--- Begin Data in this exercise ---

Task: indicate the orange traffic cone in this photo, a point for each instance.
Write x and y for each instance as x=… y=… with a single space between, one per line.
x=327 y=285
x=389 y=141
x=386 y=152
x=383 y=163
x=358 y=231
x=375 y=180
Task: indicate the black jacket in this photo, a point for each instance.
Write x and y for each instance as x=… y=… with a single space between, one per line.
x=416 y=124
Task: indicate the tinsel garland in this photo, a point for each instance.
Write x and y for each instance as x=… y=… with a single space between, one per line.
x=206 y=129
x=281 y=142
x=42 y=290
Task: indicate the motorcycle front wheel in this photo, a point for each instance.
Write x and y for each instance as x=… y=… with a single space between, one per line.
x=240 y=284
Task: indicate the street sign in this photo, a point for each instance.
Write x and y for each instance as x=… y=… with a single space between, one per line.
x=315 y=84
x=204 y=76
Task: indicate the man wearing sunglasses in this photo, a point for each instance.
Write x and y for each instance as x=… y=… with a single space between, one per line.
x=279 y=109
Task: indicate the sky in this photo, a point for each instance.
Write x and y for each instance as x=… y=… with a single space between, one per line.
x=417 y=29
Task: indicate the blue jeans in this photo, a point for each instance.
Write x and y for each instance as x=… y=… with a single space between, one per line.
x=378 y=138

--- End Data in this exercise ---

# [What is required]
Copy every line of the records above in full, multiplying each x and y coordinate in the answers by 0.9 and rounding to whole numbers, with halves rounded up. Keep all other text unchanged.

# [Problem solution]
Task: indicate the orange traffic cone in this photo, a point for each instance.
Write x and y for each instance as x=… y=… with a single space between, one per line.
x=294 y=257
x=350 y=127
x=347 y=137
x=345 y=147
x=322 y=208
x=338 y=162
Task: indicate the black jacket in this photo, a point for each instance.
Write x and y for each instance as x=… y=… with a single space between, one per line.
x=374 y=112
Task: indicate the tinsel garland in this photo, a point for each instance.
Write x and y for each instance as x=… y=… with a single space between, one per line.
x=185 y=116
x=253 y=128
x=38 y=261
Task: indicate the motorcycle front wheel in this photo, a point for each instance.
Write x and y for each instance as x=… y=… with a single space between, one per line.
x=216 y=256
Task: indicate the street sign in this photo, a point for each instance.
Write x and y for each instance as x=… y=… with a single space between, one per line.
x=284 y=76
x=184 y=68
Task: indicate the man wearing sunglasses in this photo, a point for each instance.
Write x and y for each instance as x=… y=… with a single space between, one per line.
x=251 y=98
Task: indicate the sky in this photo, a point for each instance.
Write x and y for each instance as x=… y=… with a single space between, one per line.
x=375 y=26
Task: indicate the blue jeans in this photo, a point for each instance.
Write x and y for each instance as x=… y=… with a single space between, one per line.
x=340 y=124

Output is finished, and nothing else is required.